---------- Extracted records ----------
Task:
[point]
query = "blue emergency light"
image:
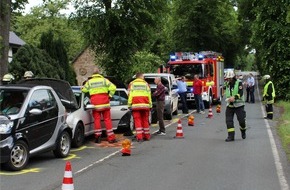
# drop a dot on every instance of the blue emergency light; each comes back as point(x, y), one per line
point(200, 57)
point(172, 57)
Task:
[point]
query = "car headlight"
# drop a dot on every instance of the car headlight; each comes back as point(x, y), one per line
point(5, 125)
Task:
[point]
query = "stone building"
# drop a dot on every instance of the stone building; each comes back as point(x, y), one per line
point(84, 65)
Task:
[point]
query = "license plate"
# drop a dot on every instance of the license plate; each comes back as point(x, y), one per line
point(189, 95)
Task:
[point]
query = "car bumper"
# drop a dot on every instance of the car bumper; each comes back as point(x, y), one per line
point(5, 149)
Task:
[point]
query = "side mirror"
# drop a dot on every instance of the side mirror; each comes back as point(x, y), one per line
point(68, 104)
point(90, 107)
point(35, 111)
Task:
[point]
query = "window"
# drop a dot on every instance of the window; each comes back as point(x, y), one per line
point(42, 99)
point(119, 98)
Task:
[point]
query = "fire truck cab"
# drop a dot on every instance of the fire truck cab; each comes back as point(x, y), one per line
point(208, 65)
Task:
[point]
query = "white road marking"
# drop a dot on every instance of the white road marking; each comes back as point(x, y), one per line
point(114, 153)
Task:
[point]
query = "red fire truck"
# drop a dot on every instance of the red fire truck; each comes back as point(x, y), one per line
point(208, 65)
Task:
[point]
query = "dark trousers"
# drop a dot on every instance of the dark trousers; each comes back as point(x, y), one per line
point(251, 94)
point(241, 116)
point(198, 102)
point(182, 96)
point(160, 112)
point(269, 110)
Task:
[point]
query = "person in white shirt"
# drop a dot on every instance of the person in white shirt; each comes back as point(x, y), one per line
point(250, 89)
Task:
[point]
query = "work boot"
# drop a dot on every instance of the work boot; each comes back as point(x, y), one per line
point(229, 139)
point(98, 140)
point(243, 134)
point(113, 141)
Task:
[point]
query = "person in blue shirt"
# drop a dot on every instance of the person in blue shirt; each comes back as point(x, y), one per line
point(182, 90)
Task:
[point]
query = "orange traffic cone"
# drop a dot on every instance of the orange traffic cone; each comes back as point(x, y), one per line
point(179, 132)
point(126, 150)
point(218, 108)
point(210, 114)
point(67, 183)
point(190, 120)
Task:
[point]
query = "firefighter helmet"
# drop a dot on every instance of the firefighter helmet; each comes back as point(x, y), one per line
point(28, 74)
point(8, 78)
point(230, 74)
point(265, 77)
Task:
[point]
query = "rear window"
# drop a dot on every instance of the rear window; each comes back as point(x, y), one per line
point(11, 100)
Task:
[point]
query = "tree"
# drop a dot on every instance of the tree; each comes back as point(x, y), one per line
point(55, 48)
point(47, 17)
point(120, 29)
point(271, 39)
point(29, 57)
point(5, 14)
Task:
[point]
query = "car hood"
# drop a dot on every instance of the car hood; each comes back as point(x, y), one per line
point(61, 87)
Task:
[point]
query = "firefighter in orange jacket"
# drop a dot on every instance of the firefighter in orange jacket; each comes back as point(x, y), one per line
point(101, 90)
point(140, 102)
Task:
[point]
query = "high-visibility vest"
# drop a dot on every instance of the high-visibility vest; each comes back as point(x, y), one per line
point(265, 93)
point(139, 95)
point(101, 88)
point(235, 92)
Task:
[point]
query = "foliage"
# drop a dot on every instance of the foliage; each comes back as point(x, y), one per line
point(120, 29)
point(284, 126)
point(38, 61)
point(145, 62)
point(55, 48)
point(47, 17)
point(206, 25)
point(271, 40)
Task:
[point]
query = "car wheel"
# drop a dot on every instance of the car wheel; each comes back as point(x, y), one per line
point(63, 145)
point(207, 104)
point(175, 112)
point(79, 136)
point(19, 156)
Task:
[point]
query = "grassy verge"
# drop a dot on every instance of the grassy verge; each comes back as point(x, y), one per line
point(283, 128)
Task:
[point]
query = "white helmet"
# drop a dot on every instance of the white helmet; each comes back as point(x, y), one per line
point(28, 74)
point(230, 74)
point(265, 77)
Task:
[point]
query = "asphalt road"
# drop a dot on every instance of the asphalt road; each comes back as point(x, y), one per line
point(202, 160)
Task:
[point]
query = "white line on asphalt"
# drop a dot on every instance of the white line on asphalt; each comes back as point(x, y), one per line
point(112, 154)
point(278, 164)
point(98, 161)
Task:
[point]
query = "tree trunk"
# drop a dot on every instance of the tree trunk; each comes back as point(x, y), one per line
point(5, 14)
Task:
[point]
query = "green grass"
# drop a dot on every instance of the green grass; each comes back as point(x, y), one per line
point(283, 128)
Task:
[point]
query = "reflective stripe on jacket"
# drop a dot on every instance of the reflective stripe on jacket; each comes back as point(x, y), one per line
point(100, 90)
point(269, 93)
point(139, 95)
point(237, 92)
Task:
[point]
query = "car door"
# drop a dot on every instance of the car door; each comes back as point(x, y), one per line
point(87, 114)
point(119, 107)
point(40, 127)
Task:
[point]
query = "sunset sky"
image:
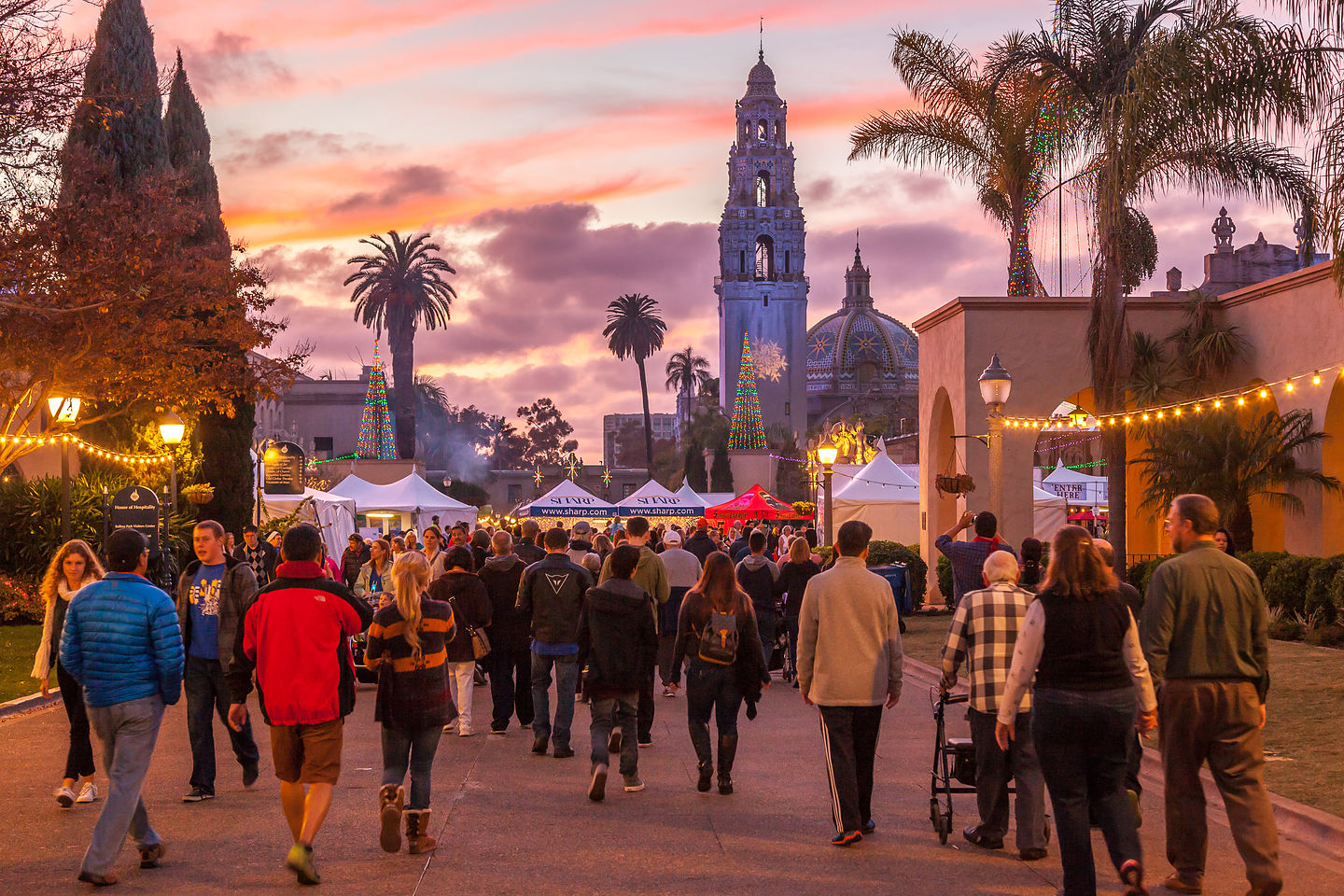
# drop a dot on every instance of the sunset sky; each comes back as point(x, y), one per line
point(564, 153)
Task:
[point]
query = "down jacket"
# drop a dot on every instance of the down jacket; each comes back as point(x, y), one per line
point(121, 641)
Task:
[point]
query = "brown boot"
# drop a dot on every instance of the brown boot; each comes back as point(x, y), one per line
point(417, 832)
point(390, 801)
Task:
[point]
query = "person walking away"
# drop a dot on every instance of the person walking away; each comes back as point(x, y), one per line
----------
**Task instructions:**
Swap each "drop a dot on" in the data above for "place a marker on" and write out all the data again with nothing else altered. Leave the pictures out of your answer.

**Response to the exercise:**
Task:
[point]
query = "blue emergency light"
image:
# place a marker on every instance of the blue emergency light; each comes back as point(x, y), one per line
point(200, 57)
point(172, 57)
Task:
[point]
query = "car headlight"
# place a marker on every instance of the car headlight; each comes back as point(x, y), one per line
point(5, 125)
Task:
[point]
query = "stone building"
# place a marker on every instance of the stone building; each comes back as point(x, y), one per line
point(84, 65)
Task:
[point]
query = "license plate"
# place a marker on every instance of the license plate; each comes back as point(x, y), one per line
point(189, 95)
Task:
[point]
query = "car bumper"
# place a marker on every instance of the car bumper; each comes back as point(x, y), one per line
point(5, 149)
Task:
[point]
query = "side mirror"
# place a marker on every instance of the side mirror; each comes back as point(x, y), one per line
point(68, 104)
point(90, 107)
point(35, 111)
Task:
[point]
query = "window"
# place a marker on every instance of the window; each comes back as point(x, y), one per line
point(42, 99)
point(119, 98)
Task:
[point]
query = "fire truck cab"
# place a marker on every instance of the fire truck cab; each comes back as point(x, y), one per line
point(208, 65)
Task:
[point]
query = "white road marking"
# place a marker on every instance of the white road marking; each comes back as point(x, y), one per line
point(114, 153)
Task:
[point]
query = "red fire truck"
# place a marker on every instance of the red fire truck; each comes back as point(x, y), one per line
point(208, 65)
Task:
[point]
query = "dark trousers"
# place a marker on every instance of the dark trousers; each comes back as point(x, y), one per line
point(251, 94)
point(241, 116)
point(198, 102)
point(182, 96)
point(160, 112)
point(269, 110)
Task:
[point]
query = "person in white shirt"
# place a marker on every instance of the person in white shirt; each comes back as point(x, y), one per line
point(250, 89)
Task:
[point]
query = "work boot"
# place a marker on every instance of the work boot; each comes back as point(x, y), one per line
point(229, 139)
point(98, 140)
point(243, 134)
point(113, 141)
Task:
[point]
query = "person in blue shirt"
# place a marker on every instance of the person in blue shirt; each comes back as point(x, y), one per line
point(182, 90)
Task:
[point]
query = "orange traffic cone"
# place a marker on every instance of the orange traffic cone; each comes back as point(x, y), one per line
point(179, 132)
point(126, 150)
point(218, 108)
point(210, 114)
point(67, 183)
point(190, 120)
Task:
[point]
query = "firefighter helmet"
# place a marker on every instance of the firefighter helmet; each comes back as point(x, y), one per line
point(28, 74)
point(8, 78)
point(230, 74)
point(265, 77)
Task:
[point]
query = "rear window"
# place a marker on every instance of the rear window; each comes back as point(x, y), one per line
point(11, 100)
Task:
[point]
query = "tree"
# place a marker on every instance of the tree; each comes back as point(x, y), one per line
point(55, 48)
point(47, 17)
point(120, 29)
point(271, 39)
point(29, 57)
point(5, 14)
Task:
[point]
query = "car hood"
# place a marker on every instance of the car hood; each comes back as point(x, y), one per line
point(61, 87)
Task:
[point]
query = "firefighter in orange jacket"
# place a marker on every instance of the firefighter in orange jacket; each comes back as point(x, y), one per line
point(101, 90)
point(140, 102)
Task:
[point]
query = "high-visibility vest"
# place a marker on every instance of the high-visibility vest; each comes back as point(x, y), one per line
point(265, 93)
point(139, 95)
point(101, 88)
point(235, 92)
Task:
[point]
query = "foliage"
# place a marker on every instance of the foliage; each comes back as point(x, y), one per line
point(120, 29)
point(284, 126)
point(38, 61)
point(145, 62)
point(55, 48)
point(47, 17)
point(206, 25)
point(271, 40)
Task:
[point]
query = "car wheel"
# place a marker on every instance of the car wheel; each comes back as point(x, y), one per line
point(63, 145)
point(207, 104)
point(175, 112)
point(79, 136)
point(19, 156)
Task:
[point]
query = "grassy verge"
# place a marker on every instance of the grassy verge; each comes back as point(x, y), one per line
point(283, 128)
Task:
[point]
query = "white helmet"
# place a marker on every instance of the white helmet; each comes back as point(x, y), one per line
point(28, 74)
point(230, 74)
point(265, 77)
Task:
[point]
query = "asphalt road"
# place a marker on every instance of the asphalt road; each comes back as point(x, y), one per line
point(202, 160)
Task:
[point]
query = "white line on asphalt"
# place a marker on every instance of the white line on asphalt; each comes back as point(x, y), one per line
point(112, 154)
point(278, 164)
point(98, 161)
Task:
[point]
query = "tree trunk"
# place a marker on every instance of the tree trunk; each comes back as point(x, y), one per line
point(5, 14)
Task:
[point]
query = "green grass"
# place a marker on every instance of the green grass; each comes back as point(x, y), one per line
point(283, 128)
Task:
[point]
query = "reflective stripe on jacket"
# place a marker on every instance of the reflective stripe on jacket; each comes back as point(x, y), one per line
point(100, 90)
point(269, 93)
point(139, 95)
point(237, 92)
Task:
[point]
query = "car door"
# place a marker on every instance of the car door; each comes back as point(x, y), one per line
point(87, 114)
point(119, 107)
point(40, 127)
Task:
[point]
query = "sunset sky"
image:
# place a marker on every instance of the sunset sky; each comes back as point(x, y), one per line
point(564, 153)
Task:
[point]
query = "down jacket"
# place a marker on every instance of the down jacket; each comes back as point(x, y), one per line
point(121, 641)
Task:
[point]
query = "brown boot"
# place a marker on every instance of the brown boot; each comes back as point(x, y), one per line
point(417, 832)
point(390, 801)
Task:
[point]
query = "person walking away"
# place a marker on every instance of the person walking away; each comes back as point(x, y), one per line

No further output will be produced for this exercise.